## IL TUO OBIETTIVO
Prosegui il testo sulla mediazione civile partendo dall'ultima frase riportata.
::: TESTO DA LEGGERE
Mediazione obbligatoria solo per l’atto introduttivo e non per le domande riconvenzionali
Cass. Civ., Sezioni Unite, 7 febbraio 2024, n. 3452
«La condizione di procedibilità prevista dall'art. 5 d.lgs. n. 28 del 2010 sussiste per il solo atto introduttivo del giudizio e non per le domande riconvenzionali, fermo restando che al mediatore compete di valutare tutte le istanze e gli interessi delle parti ed al giudice di esperire il tentativo di conciliazione, per l'intero corso del processo e laddove possibile».
Che cos'è la mediazione?
La mediazione è l'attività professionale svolta da un terzo imparziale e finalizzata ad assistere due o più soggetti sia nella ricerca di un accordo amichevole per la composizione di una controversia, sia nella formulazione di una proposta per la risoluzione della stessa.
Il 21 marzo 2011(con il D.lgs 28/2010 come modificato dal D.L. 69/2013 convertito in L. 98/2013) è entrata in vigore la riforma che ha introdotto in Italia il sistema della Mediazione Civile, che si affianca alla riforma del Processo Civile e al Programma di Digitalizzazione della Giustizia con cui s'intende intervenire nella fase di lavorazione delle cause. L'obiettivo principale della riforma è stato quello di ridurre il flusso in ingresso di nuove cause nel sistema giudiziale, offrendo al cittadino uno strumento più semplice e veloce per risolvere le controversie con tempi molto brevi e costi molto contenuti e certi.
Alla luce della normativa sopra citata, i principi fondamentali cui è ispirata la mediazione sono:
- centralità delle parti (non di soggetti terzi);
- ripristino della comunicazione tra le stesse;
- superamento delle posizioni giuridiche ed emersione dei reali interessi sottesi alla lite;
- soluzione della lite non basata sulle norme applicabili al singolo caso, né imposta da un terzo;
- non c'è una parte vittoriosa e una perdente ma si persegue il pieno soddisfacimento di tutte le parti in lite;
- l'accordo, se sarà raggiunto, è raggiunto dai litiganti in conformità alle specifiche peculiarità della singola lite.
::::::
::: RECORD FORNITI
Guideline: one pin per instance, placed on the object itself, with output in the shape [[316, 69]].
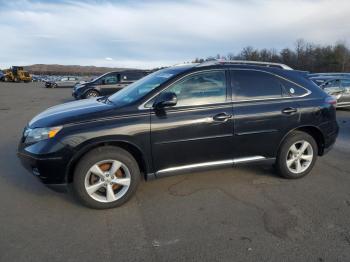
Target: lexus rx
[[178, 119]]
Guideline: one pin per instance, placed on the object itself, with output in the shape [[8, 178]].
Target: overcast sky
[[146, 34]]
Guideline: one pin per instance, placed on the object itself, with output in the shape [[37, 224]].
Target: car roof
[[325, 78]]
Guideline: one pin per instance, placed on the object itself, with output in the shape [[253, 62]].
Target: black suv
[[178, 119], [107, 84]]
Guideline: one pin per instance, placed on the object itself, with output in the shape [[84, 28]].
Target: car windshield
[[142, 87]]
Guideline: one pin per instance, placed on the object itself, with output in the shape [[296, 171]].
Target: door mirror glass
[[166, 99]]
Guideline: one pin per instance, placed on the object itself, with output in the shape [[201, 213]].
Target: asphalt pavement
[[240, 214]]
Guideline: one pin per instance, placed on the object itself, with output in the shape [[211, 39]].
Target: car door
[[197, 131], [263, 112]]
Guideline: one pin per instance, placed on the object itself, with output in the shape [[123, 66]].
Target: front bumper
[[50, 170]]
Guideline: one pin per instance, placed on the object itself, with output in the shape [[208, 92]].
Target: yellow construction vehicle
[[17, 74]]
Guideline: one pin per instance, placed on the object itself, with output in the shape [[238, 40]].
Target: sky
[[147, 34]]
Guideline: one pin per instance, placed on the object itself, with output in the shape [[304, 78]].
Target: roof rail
[[244, 62]]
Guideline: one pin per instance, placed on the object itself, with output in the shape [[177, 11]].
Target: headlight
[[38, 134]]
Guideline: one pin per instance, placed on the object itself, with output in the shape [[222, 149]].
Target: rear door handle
[[289, 110], [222, 117]]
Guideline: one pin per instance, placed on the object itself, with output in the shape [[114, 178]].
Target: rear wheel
[[91, 94], [106, 177], [297, 155]]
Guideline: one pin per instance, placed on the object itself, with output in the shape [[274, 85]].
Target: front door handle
[[222, 117], [289, 110]]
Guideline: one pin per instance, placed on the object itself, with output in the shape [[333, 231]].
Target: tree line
[[305, 56]]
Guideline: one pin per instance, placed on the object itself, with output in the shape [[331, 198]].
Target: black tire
[[281, 160], [91, 94], [95, 156]]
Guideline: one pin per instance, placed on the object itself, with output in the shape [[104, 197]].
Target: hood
[[70, 112]]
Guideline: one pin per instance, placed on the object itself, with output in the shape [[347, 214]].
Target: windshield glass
[[142, 87]]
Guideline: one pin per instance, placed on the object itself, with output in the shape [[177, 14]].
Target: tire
[[105, 157], [297, 155], [91, 94]]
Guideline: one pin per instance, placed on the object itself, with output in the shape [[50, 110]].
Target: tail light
[[331, 100]]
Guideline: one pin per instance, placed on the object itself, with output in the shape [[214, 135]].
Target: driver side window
[[201, 89]]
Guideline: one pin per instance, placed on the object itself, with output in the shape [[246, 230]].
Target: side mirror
[[165, 100]]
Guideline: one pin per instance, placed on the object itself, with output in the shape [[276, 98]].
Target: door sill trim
[[204, 165]]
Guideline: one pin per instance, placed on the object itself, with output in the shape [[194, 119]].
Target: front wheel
[[297, 155], [106, 177]]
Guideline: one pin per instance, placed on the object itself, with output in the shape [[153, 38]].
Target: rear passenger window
[[248, 84], [201, 89]]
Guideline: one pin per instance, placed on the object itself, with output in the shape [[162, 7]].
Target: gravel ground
[[240, 214]]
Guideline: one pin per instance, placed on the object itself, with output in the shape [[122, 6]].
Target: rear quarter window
[[292, 89]]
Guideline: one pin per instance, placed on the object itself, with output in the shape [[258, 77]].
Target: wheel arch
[[134, 150], [313, 131]]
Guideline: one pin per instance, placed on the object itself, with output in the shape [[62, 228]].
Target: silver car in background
[[67, 81], [339, 87]]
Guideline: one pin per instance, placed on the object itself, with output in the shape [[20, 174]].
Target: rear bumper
[[330, 138]]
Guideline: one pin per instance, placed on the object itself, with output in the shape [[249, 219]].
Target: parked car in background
[[339, 87], [67, 81], [188, 117], [106, 84]]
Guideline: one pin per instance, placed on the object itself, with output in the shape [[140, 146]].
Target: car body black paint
[[179, 136]]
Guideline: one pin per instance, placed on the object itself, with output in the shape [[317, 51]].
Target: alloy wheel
[[107, 181], [299, 157]]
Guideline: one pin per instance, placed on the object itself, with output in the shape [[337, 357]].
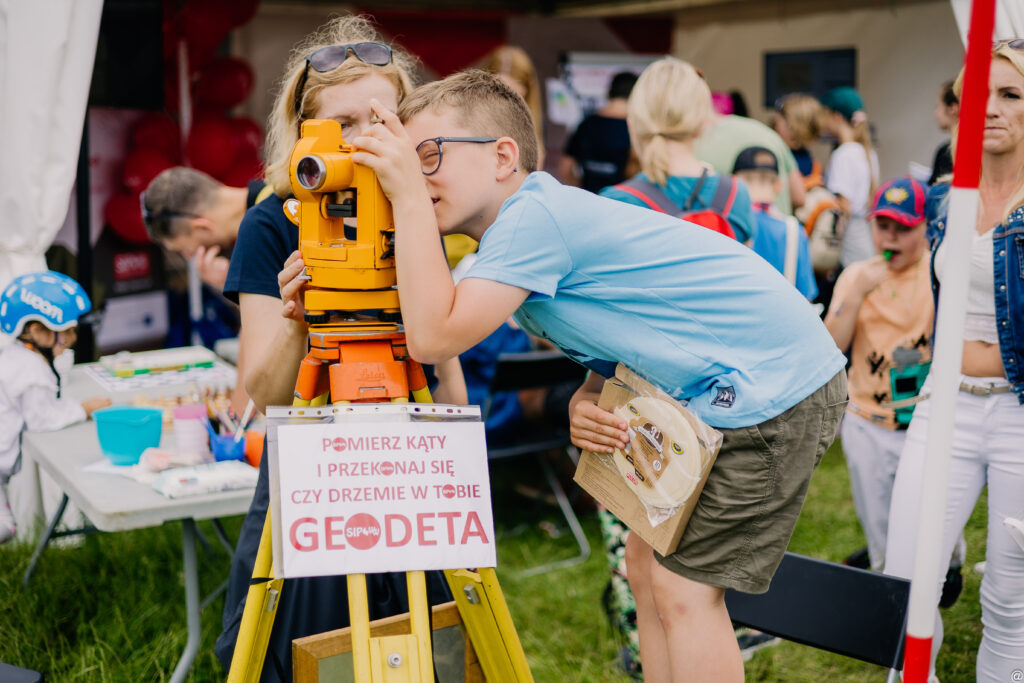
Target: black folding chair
[[850, 611], [535, 370]]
::::::
## RISULTATO DEL COMPITO
Orbene, anche la legislazione europea si è occupata della Mediazione civile e commerciale, con la Direttiva 2008/52/CE del 21 maggio, fornendo agli Stati membri le linee da seguire per facilitare l'accesso alla risoluzione alternativa delle controversie e per promuovere la composizione amichevole delle medesime, facendo una luce particolare sulle controversie transfrontaliere.
C'è anche da dire che, le istituzioni europee avevano già da tempo iniziato ad occuparsi della tematica… Sebbene la nostra normativa interna non menzioni specificamente la direttiva 2008/52/CE, vi è un "intimo" rapporto tra le due norme e tra i tanti punti in comune vi è il collegamento tra l'ambito oggetto di regolazione comunitaria, coincidente con quello disciplinato dalla normativa nazionale e si prescrive al legislatore delegato di disciplinare la mediazione nel rispetto ed in coerenza con la normativa comunitaria.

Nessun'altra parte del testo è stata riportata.